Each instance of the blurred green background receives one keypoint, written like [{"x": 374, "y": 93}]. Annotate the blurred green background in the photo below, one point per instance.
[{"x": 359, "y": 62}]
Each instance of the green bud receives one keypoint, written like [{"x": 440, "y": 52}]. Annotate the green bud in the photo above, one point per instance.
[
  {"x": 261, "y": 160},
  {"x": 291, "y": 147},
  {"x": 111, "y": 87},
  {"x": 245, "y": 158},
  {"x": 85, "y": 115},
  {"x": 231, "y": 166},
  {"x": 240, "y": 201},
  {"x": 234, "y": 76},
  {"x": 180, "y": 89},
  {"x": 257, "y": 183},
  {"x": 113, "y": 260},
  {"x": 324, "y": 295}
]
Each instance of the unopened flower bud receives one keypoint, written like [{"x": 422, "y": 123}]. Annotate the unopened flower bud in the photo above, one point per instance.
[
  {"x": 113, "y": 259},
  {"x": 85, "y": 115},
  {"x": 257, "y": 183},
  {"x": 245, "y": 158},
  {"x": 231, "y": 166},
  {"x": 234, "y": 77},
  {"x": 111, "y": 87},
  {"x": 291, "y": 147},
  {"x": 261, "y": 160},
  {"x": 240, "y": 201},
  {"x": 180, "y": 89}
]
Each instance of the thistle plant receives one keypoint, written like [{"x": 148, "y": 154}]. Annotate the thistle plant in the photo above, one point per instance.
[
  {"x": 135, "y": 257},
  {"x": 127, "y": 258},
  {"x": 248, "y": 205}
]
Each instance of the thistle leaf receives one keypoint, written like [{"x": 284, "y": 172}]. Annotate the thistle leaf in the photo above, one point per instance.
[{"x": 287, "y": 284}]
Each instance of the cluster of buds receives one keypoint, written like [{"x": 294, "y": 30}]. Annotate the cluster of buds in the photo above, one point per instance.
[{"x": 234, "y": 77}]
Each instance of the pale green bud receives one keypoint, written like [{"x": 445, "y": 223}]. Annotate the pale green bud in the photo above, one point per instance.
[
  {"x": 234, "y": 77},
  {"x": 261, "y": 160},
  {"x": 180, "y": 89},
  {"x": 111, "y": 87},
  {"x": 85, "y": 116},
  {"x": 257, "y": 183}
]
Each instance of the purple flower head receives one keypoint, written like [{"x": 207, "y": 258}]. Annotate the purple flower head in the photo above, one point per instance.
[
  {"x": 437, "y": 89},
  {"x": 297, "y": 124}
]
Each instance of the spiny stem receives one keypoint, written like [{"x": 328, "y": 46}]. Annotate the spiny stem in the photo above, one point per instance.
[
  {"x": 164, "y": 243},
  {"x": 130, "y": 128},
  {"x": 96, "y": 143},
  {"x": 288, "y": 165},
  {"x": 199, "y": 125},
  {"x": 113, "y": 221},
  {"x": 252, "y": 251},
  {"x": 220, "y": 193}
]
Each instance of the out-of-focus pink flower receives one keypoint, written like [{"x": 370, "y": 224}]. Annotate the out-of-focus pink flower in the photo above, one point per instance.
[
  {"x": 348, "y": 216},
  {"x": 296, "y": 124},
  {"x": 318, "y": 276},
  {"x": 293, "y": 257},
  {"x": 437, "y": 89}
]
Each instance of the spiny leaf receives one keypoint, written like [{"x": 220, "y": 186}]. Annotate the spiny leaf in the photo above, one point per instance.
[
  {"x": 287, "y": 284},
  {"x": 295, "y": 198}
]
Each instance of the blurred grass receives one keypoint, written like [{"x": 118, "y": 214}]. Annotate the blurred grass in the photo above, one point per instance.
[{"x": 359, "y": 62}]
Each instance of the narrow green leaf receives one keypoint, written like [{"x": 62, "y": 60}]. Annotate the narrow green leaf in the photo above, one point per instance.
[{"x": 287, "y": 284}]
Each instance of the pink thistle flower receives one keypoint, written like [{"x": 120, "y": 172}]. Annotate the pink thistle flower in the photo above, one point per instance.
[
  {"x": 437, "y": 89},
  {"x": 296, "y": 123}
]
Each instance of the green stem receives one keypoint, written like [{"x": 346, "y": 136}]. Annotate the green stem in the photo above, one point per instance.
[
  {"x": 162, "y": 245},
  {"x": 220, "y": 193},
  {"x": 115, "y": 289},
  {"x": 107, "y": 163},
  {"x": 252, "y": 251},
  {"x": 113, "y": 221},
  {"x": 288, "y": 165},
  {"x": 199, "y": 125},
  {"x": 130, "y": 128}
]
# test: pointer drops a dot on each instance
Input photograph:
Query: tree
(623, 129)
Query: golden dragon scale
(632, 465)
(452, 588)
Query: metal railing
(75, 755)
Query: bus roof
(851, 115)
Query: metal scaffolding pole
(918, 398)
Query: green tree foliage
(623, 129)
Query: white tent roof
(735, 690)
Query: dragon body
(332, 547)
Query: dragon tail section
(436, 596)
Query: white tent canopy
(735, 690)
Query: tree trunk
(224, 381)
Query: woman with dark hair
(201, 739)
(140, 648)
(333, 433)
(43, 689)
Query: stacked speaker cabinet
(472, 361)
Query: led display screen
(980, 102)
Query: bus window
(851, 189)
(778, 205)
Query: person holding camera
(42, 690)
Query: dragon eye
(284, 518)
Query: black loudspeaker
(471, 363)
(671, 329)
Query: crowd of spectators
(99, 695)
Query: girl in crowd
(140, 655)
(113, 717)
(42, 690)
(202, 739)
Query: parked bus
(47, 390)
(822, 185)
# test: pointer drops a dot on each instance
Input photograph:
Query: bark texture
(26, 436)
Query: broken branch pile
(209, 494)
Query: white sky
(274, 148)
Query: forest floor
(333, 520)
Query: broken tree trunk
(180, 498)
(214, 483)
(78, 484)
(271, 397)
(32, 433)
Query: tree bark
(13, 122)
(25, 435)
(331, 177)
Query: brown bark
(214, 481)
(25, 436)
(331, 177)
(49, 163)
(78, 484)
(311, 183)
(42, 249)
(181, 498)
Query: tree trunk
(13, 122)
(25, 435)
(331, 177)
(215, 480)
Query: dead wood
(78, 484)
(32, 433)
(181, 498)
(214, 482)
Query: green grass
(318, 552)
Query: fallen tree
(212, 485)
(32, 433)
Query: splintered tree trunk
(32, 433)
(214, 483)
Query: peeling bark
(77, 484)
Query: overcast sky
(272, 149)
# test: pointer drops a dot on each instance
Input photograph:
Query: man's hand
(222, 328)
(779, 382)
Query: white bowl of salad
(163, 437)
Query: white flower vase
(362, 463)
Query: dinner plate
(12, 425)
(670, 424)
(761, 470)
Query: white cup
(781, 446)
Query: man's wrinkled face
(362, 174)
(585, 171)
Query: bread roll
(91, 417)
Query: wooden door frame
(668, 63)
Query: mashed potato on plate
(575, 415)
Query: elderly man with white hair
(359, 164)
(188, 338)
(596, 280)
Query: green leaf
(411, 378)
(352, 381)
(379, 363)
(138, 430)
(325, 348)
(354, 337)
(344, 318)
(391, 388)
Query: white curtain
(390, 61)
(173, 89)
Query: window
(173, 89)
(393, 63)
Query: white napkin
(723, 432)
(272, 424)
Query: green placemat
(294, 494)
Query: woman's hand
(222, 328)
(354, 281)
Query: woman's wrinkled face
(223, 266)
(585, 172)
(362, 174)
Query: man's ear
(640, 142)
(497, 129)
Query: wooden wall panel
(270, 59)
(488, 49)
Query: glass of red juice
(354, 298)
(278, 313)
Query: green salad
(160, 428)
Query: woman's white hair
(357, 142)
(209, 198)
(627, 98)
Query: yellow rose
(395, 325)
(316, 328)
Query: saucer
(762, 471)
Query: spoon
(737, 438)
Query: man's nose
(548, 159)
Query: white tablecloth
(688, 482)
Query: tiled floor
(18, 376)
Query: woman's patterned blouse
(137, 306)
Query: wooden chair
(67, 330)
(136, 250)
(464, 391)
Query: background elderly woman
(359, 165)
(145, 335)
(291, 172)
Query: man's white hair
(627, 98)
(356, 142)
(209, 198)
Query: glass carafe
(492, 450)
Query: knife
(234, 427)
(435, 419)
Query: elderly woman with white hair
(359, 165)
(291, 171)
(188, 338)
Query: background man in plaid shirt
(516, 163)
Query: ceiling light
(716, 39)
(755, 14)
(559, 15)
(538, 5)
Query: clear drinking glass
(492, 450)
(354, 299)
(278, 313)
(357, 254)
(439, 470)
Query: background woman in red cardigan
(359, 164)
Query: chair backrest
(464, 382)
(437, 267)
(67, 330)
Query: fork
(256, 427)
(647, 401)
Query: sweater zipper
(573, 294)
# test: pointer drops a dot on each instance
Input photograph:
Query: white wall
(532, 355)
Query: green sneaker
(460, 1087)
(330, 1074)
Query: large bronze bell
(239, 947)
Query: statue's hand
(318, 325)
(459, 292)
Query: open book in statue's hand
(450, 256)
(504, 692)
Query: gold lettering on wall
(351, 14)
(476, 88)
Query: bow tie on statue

======

Return the records unchanged, starting at the line that has "Query: chair backrest" and stopping after the last line of the records, with both ends included.

Query: chair backrest
(464, 382)
(437, 267)
(67, 330)
Query: fork
(256, 427)
(647, 401)
Query: sweater zipper
(573, 294)
# test: pointer drops a dot on each instance
Input photograph:
Query: white wall
(532, 355)
Query: green sneaker
(460, 1087)
(330, 1074)
Query: large bronze bell
(239, 947)
Query: statue's hand
(318, 325)
(459, 292)
Query: open book in statue's hand
(450, 256)
(504, 692)
Query: gold lettering on wall
(351, 14)
(476, 88)
Query: bow tie on statue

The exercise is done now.